(AIM OF THE TASK) Render all of the data below as a Markdown table with two columns, Row and Entry. Give each line its own numbered row and omit any blank lines.
Start PROVIDED MATERIAL
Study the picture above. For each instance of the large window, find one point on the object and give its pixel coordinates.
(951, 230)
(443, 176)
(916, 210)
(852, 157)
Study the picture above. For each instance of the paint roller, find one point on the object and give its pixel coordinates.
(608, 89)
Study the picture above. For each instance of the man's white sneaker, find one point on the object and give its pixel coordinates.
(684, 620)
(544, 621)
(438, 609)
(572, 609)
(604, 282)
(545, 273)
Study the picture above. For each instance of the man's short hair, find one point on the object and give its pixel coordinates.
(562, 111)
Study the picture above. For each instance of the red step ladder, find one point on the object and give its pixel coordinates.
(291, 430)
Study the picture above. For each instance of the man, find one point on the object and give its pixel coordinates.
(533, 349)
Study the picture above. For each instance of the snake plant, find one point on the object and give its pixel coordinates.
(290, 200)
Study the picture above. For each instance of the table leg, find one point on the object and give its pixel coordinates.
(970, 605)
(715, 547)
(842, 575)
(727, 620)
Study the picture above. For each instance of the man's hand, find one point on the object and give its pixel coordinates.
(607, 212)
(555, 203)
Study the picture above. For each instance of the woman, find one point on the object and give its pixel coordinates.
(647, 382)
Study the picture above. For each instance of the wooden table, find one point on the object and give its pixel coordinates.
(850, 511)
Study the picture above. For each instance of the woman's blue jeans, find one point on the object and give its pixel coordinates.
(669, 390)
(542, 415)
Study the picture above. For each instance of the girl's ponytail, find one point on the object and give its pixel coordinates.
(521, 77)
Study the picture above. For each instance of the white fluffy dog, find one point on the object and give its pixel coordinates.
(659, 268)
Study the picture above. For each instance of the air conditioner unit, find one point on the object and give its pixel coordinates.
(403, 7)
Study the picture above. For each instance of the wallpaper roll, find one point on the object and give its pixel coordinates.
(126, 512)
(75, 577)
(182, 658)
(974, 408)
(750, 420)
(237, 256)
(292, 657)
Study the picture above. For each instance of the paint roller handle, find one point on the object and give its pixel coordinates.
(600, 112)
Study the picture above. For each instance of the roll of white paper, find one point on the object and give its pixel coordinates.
End PROVIDED MATERIAL
(EXERCISE OUTPUT)
| Row | Entry |
|---|---|
| 1 | Study the picture above. For each instance of the large window, find one point on the object and give its pixel coordinates. |
| 2 | (951, 230) |
| 3 | (443, 176) |
| 4 | (916, 210) |
| 5 | (852, 157) |
| 6 | Study the picture above. For each instance of the paint roller, find one point on the object and give its pixel coordinates. |
| 7 | (608, 89) |
| 8 | Study the picture above. For each instance of the man's white sneaker, find one point on the object and give its pixel coordinates. |
| 9 | (684, 620) |
| 10 | (544, 621) |
| 11 | (438, 609) |
| 12 | (572, 609) |
| 13 | (604, 282) |
| 14 | (545, 273) |
| 15 | Study the picture above. For each instance of the man's short hair, find one point on the object and give its pixel coordinates. |
| 16 | (562, 111) |
| 17 | Study the picture above. For each instance of the red step ladder, find one point on the object and give its pixel coordinates. |
| 18 | (291, 430) |
| 19 | Study the picture above. For each instance of the man, find one point on the object and give its pixel coordinates. |
| 20 | (533, 349) |
| 21 | Study the picture above. For each instance of the snake plant, find one point on the object and give its pixel coordinates. |
| 22 | (290, 200) |
| 23 | Study the picture above. For each instance of the table leg, find one point on the object and give its pixel coordinates. |
| 24 | (970, 605) |
| 25 | (715, 547) |
| 26 | (842, 575) |
| 27 | (727, 620) |
| 28 | Study the picture above. For each instance of the man's hand, find one point on the object and give its pixel coordinates. |
| 29 | (607, 212) |
| 30 | (555, 203) |
| 31 | Study the picture above. For each instance of the woman, find one point on the object and give its pixel coordinates. |
| 32 | (647, 382) |
| 33 | Study the picture above. For each instance of the wooden table, find one point on the object and give its pixel coordinates. |
| 34 | (850, 511) |
| 35 | Study the picture above. For each instance of the woman's blue jeans, find one point on the object and give its pixel coordinates. |
| 36 | (669, 390) |
| 37 | (542, 415) |
| 38 | Study the picture above. For each instance of the girl's ponytail, find one point on the object and give its pixel coordinates. |
| 39 | (521, 77) |
| 40 | Study the picture above. For each instance of the white fluffy dog, find one point on the object and give its pixel coordinates. |
| 41 | (659, 268) |
| 42 | Study the picture above. For each instance of the air conditioner unit, find one point on the object and give its pixel coordinates. |
| 43 | (403, 7) |
| 44 | Study the picture above. For each instance of the wallpaper roll, find one point on the object and give its pixel coordinates. |
| 45 | (126, 512) |
| 46 | (75, 577) |
| 47 | (182, 658) |
| 48 | (974, 408) |
| 49 | (750, 420) |
| 50 | (237, 256) |
| 51 | (292, 657) |
| 52 | Study the picture above. For each instance of the paint roller handle, find one point on the object and give its pixel coordinates. |
| 53 | (600, 112) |
| 54 | Study the picture above. For each instance of the roll of white paper, find one point on the object and give its pixel coordinates. |